At a place called The Land, in Wrexham, Wales, the ground is littered with pieces of wood, old tires, packing crates, and shopping carts. It looks like a junkyard, but it isn’t. It’s a playground.

There’s also a fire pit, hammers and saws, and a rope swing across a creek. Some of the equipment can be dangerous, but the people who run the playground believe that letting children take some risks is good for them.

The Land was created by Claire Griffiths, who has two children of her own. She wanted to build a space where children could play the way they wanted and experiment with different things, without a lot of rules. (There are adult supervisors on duty, but they are only there to help if there’s a problem.)

Playgrounds in schools and public parks are usually built to be as safe as possible. Slides and climbing structures can’t be too tall. Swings are made out of rubber belts instead of wooden boards. Teeter-totters bounce on springs instead of going all the way up and down. Even the ground is usually covered with wood chips or rubber to make it softer.

Most of the safety rules were created in the 1980s, after a few bad accidents happened on playgrounds. Some children were seriously hurt in these accidents. Their parents said the playground equipment wasn’t safe enough, and the people that ran the playgrounds had to pay large amounts of money to those parents. After that, schools and cities began changing playgrounds to make them as safe as possible.

But extra-safe playgrounds have not really made much of a difference in the total number of total accidents. In fact, there have been more accidents where children have broken an arm or a leg. Some experts believe that this is because children aren’t as careful when they run on a rubber surface because they don’t think it will hurt if they fall.

Meanwhile, children are missing out on the good things that risky play can teach them.

Letting children do things that seem a little dangerous – like climbing trees, riding bikes really fast, playing near water or handling sharp tools – actually teaches them how to stay safe. When children have small accidents, they learn how to recognize danger and avoid worse accidents.

Children who are allowed to take some risks become more confident and independent. They get better at climbing, balancing and other physical skills. They also get better at problem-solving and teamwork.

Many experts also believe that “safe” playgrounds are too boring. They say that if playgrounds were more challenging and exciting, kids would probably play outside more and get more exercise.

Some “adventure” playgrounds are now being built in Canada, with high climbing structures and things like rope walkways or even ziplines. But playgrounds don’t need to have expensive equipment to give children a chance for more adventurous play. Trees and rocks, water and mud, and loose objects like cardboard boxes, old tires, and pieces of wood can provide hours of fun and a chance to develop new skills.

● Provided material

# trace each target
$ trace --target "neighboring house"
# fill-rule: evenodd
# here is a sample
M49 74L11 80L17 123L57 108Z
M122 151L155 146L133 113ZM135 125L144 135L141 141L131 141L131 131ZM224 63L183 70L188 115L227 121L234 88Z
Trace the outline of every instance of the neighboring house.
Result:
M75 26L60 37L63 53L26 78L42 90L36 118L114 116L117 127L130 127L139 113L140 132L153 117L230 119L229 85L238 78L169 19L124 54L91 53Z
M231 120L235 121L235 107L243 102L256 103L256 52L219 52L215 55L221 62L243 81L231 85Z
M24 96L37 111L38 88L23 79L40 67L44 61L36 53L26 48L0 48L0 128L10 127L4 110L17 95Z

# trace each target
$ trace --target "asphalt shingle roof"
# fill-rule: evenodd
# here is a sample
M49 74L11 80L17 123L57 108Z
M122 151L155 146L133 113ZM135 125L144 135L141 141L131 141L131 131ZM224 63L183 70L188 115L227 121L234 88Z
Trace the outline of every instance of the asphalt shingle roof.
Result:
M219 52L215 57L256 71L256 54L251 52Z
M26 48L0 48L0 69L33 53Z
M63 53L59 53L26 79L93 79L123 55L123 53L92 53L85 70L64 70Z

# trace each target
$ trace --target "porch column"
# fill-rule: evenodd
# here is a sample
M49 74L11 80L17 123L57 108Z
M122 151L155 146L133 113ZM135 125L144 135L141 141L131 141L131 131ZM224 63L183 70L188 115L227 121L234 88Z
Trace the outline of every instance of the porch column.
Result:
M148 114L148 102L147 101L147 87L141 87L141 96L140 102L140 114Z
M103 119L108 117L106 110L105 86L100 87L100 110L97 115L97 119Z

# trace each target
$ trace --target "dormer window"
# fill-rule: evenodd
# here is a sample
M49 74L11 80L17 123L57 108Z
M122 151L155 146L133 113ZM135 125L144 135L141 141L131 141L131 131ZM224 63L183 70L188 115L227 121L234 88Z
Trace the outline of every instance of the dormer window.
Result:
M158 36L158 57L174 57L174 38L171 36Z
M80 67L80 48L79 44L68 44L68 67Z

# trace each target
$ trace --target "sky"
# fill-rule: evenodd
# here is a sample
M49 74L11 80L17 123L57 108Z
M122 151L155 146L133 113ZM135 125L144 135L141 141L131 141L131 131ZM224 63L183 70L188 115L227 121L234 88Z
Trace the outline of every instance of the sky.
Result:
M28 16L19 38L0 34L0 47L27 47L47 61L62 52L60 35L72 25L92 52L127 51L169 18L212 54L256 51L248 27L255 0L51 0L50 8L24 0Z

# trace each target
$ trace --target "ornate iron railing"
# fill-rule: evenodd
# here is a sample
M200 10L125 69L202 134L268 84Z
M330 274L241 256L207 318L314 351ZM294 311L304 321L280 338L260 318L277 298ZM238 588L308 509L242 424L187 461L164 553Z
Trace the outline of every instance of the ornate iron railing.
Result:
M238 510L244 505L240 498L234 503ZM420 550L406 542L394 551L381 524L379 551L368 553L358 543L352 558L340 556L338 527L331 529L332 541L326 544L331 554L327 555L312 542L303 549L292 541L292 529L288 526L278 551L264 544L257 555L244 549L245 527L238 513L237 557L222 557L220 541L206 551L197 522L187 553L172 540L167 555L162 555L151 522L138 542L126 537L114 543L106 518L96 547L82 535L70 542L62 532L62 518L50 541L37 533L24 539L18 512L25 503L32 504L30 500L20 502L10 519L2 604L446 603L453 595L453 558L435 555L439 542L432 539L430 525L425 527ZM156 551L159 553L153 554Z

● Description of the task
Can you reproduce the part of the playground article that begins with the words containing "There’s also a" and ends with "there’s a problem.)"? The records come from a separate source and have no connection to the playground article.

● Full output
There’s also a fire pit, hammers and saws, and a rope swing across a creek. Some of the equipment can be dangerous, but the people who run the playground believe that letting children take some risks is good for them.

The Land was created by Claire Griffiths, who has two children of her own. She wanted to build a space where children could play the way they wanted and experiment with different things, without a lot of rules. (There are adult supervisors on duty, but they are only there to help if there’s a problem.)